### [Provided passage]
---------------
I dragged her out of her room and put her on my lap. “Honey, it’s time to go to the gym. They have movies there. Maybe they have it.”

“They have it,” she sobbed.

“So you can ask them to play it for you,” I said, trying to calm her down.

“I wanna watch it here,” she sobbed.

“Honey, Daddy’s home and it’s time to go to the gym. Do you think you can calm down so we can go?” I said.

“Ohhh-kaaay,” she sniffled.

So we got ready for the gym. My husband and I dropped the kids off at Kids’ Club — no problems. We locked up our stuff in the locker rooms, and got on the bikes. Two minutes and forty-eight seconds into our workout, they paged my husband to Kids’ Club. “What now?” he grumbled as he fled the bikes.

Figuring he had to change a diaper, I had just grabbed a magazine to pass the time when he came back and angrily announced, “We have to leave!” as he swooped in for his stuff and disappeared into the locker room. I did the same and I met him at Kids’ Club, where my daughter was sitting on the ground, crying. “She started this stuff again,” my husband barked. “I’m sick of it. Can’t do anything with her pulling this crap!” I let him take our son and followed with my daughter at a distance.
---------------
### [Records from a data source]

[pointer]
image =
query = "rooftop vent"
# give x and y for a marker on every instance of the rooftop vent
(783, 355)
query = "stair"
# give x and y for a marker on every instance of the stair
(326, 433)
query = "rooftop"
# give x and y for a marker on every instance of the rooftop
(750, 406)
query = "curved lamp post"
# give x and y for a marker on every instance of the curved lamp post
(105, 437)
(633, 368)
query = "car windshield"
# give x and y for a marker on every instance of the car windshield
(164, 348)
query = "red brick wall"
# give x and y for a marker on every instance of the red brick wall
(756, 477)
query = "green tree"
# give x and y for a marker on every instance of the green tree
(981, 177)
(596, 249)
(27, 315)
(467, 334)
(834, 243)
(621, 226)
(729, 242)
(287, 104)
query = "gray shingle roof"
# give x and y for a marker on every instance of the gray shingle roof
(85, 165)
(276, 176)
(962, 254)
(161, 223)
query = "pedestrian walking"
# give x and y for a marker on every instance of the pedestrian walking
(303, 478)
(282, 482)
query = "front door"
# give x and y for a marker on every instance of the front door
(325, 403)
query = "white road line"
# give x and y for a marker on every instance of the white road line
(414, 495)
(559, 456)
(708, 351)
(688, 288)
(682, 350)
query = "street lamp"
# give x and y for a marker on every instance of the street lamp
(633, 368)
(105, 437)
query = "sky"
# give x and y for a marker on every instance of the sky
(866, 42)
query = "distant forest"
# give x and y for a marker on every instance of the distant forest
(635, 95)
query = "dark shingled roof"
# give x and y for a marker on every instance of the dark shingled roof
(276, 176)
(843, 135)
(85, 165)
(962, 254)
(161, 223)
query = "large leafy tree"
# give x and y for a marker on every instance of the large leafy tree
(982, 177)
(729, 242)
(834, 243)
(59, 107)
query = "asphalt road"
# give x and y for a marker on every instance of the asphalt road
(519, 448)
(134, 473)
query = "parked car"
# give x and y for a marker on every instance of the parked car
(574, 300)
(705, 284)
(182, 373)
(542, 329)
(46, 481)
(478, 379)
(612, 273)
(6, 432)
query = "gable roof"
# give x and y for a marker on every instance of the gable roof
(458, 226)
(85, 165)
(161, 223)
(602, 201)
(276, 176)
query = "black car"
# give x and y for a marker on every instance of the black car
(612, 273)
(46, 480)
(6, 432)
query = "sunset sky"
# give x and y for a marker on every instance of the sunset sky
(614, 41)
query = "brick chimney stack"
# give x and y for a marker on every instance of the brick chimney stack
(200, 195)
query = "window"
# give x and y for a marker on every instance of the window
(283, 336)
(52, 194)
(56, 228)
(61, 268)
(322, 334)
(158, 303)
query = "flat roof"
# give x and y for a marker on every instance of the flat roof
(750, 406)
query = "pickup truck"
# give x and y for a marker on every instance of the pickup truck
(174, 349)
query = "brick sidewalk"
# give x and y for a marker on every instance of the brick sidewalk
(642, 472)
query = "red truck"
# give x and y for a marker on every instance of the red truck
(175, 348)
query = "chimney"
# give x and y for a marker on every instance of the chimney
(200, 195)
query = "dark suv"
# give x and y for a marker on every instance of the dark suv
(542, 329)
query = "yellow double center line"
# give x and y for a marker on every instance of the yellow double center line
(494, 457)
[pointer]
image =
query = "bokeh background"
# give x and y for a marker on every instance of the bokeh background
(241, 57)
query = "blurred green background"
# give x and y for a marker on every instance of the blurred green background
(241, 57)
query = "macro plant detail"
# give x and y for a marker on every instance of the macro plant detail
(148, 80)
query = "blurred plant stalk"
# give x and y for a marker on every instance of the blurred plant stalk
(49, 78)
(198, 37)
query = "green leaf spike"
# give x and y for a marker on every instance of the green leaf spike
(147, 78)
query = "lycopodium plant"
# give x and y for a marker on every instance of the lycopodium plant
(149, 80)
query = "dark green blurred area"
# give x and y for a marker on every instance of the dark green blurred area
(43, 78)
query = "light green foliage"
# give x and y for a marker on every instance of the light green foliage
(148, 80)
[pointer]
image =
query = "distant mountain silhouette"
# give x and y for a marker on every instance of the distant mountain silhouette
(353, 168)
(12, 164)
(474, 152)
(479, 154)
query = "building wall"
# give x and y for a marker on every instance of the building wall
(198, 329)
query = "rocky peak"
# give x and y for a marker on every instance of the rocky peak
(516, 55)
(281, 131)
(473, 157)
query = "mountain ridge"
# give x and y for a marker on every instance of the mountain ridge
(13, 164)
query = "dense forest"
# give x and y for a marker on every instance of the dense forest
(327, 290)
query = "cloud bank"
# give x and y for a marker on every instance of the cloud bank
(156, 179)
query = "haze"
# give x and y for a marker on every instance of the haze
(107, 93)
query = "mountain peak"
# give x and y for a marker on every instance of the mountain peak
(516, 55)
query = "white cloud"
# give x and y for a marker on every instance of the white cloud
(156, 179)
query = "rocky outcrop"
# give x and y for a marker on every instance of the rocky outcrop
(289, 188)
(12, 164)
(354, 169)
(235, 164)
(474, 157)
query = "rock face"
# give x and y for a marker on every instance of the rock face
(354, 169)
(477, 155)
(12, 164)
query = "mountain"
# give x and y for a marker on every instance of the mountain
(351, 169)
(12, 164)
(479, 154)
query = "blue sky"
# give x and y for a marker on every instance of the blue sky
---------------
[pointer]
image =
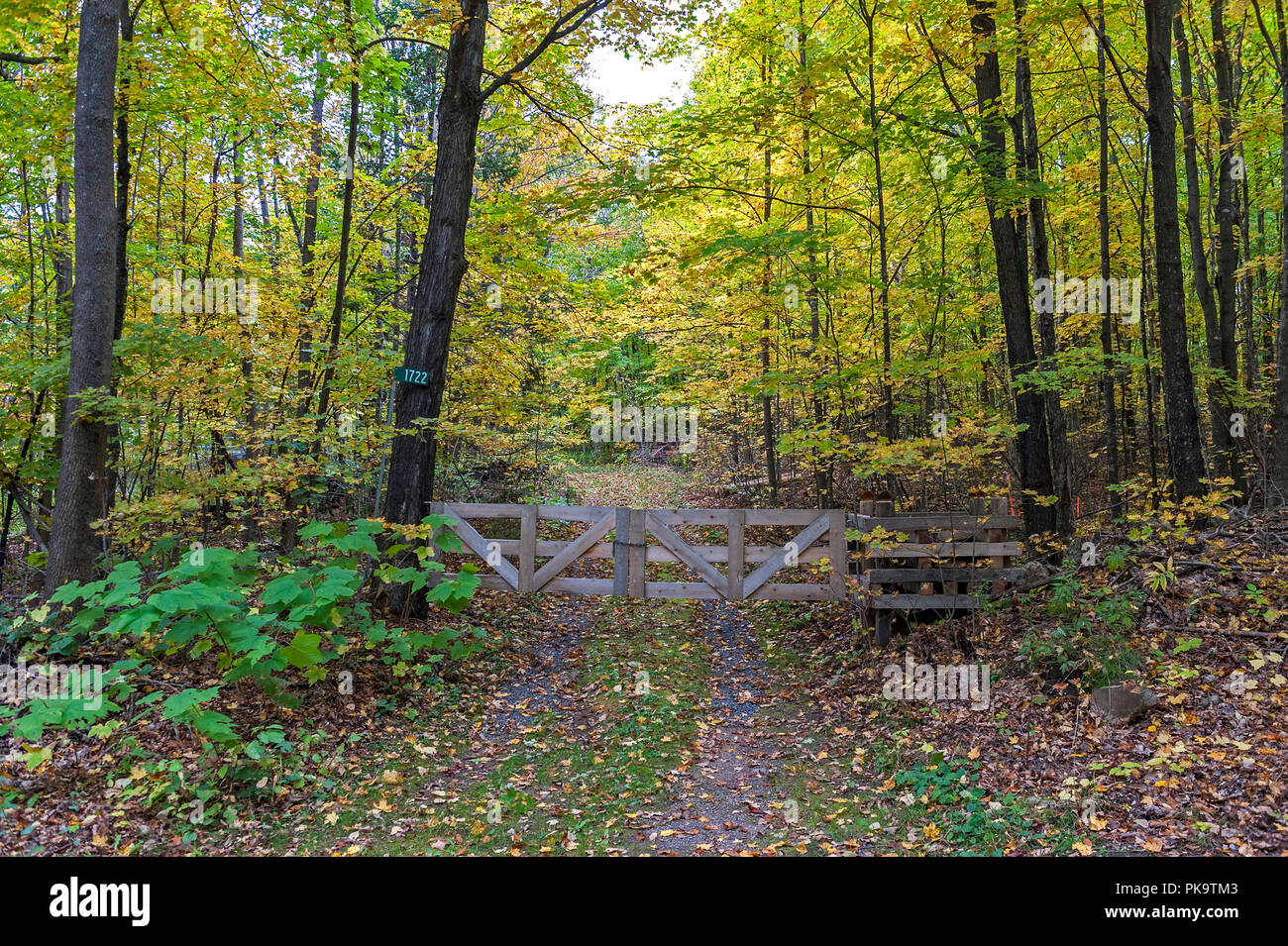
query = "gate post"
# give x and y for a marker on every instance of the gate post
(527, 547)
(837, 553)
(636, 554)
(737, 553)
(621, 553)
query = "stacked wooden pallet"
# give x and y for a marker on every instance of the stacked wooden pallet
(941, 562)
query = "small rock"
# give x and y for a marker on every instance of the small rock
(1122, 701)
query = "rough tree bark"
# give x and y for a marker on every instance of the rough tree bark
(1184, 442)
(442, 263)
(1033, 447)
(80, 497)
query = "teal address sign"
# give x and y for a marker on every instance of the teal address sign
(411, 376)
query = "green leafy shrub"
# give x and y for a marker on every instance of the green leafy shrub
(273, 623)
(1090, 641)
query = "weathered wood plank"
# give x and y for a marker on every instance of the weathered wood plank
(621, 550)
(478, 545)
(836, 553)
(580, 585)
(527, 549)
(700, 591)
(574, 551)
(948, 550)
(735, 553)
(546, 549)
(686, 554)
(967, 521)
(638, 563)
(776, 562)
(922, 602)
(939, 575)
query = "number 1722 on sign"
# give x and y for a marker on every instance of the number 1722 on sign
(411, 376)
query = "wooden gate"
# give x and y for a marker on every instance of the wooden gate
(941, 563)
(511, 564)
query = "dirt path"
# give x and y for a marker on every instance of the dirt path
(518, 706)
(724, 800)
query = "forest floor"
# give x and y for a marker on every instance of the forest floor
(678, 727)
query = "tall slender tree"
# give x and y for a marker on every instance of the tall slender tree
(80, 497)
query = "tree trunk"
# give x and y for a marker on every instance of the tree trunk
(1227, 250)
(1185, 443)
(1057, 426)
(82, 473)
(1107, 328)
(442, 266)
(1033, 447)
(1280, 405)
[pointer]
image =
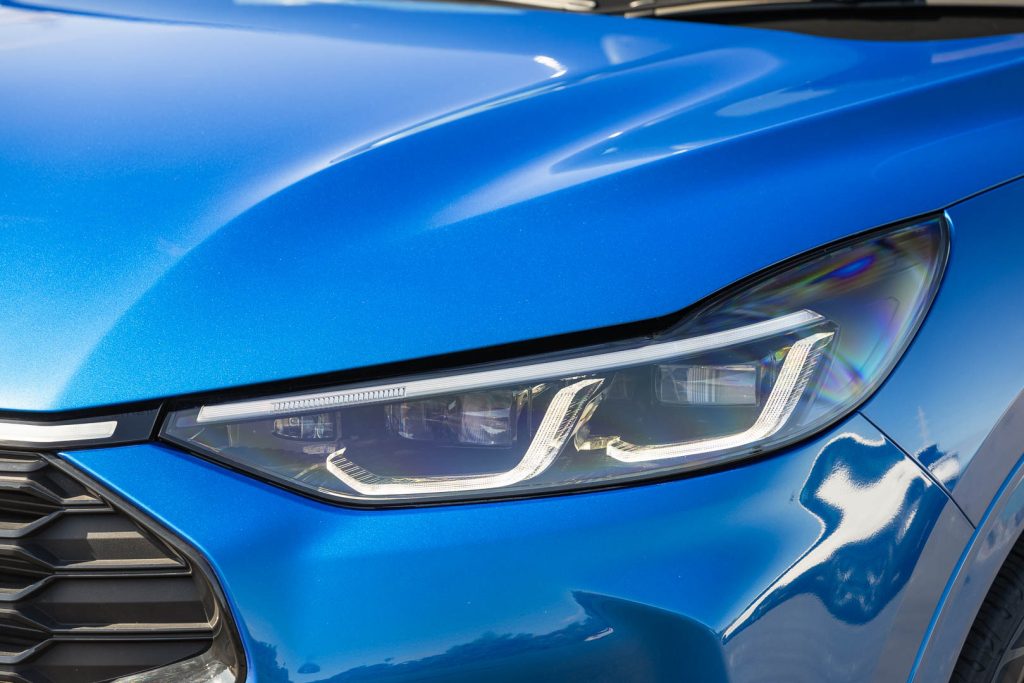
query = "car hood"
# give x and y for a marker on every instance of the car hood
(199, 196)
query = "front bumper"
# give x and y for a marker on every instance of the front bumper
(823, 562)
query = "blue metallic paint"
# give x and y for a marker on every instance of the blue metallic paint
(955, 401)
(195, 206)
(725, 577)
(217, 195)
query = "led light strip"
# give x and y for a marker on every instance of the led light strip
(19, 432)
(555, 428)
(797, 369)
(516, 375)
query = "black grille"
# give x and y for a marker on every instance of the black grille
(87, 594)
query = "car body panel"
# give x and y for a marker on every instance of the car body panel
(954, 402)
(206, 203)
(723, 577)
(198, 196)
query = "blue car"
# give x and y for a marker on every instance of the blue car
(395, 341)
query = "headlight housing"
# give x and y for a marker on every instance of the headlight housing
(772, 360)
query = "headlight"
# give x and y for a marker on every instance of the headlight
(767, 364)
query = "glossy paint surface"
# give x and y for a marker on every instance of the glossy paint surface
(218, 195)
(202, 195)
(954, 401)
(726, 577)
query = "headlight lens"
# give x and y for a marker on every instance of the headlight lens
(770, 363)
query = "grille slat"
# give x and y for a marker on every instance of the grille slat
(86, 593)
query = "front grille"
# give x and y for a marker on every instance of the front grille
---------------
### [Brief 1]
In the passage about the gym outing, how far into the workout was the husband paged to Kids' Club?
### [Brief 2]
List every line of dialogue that the passage about the gym outing attributes to the daughter.

### [Result 1]
Two minutes and forty-eight seconds.

### [Result 2]
"They have it"
"I wanna watch it here"
"Ohhh-kaaay"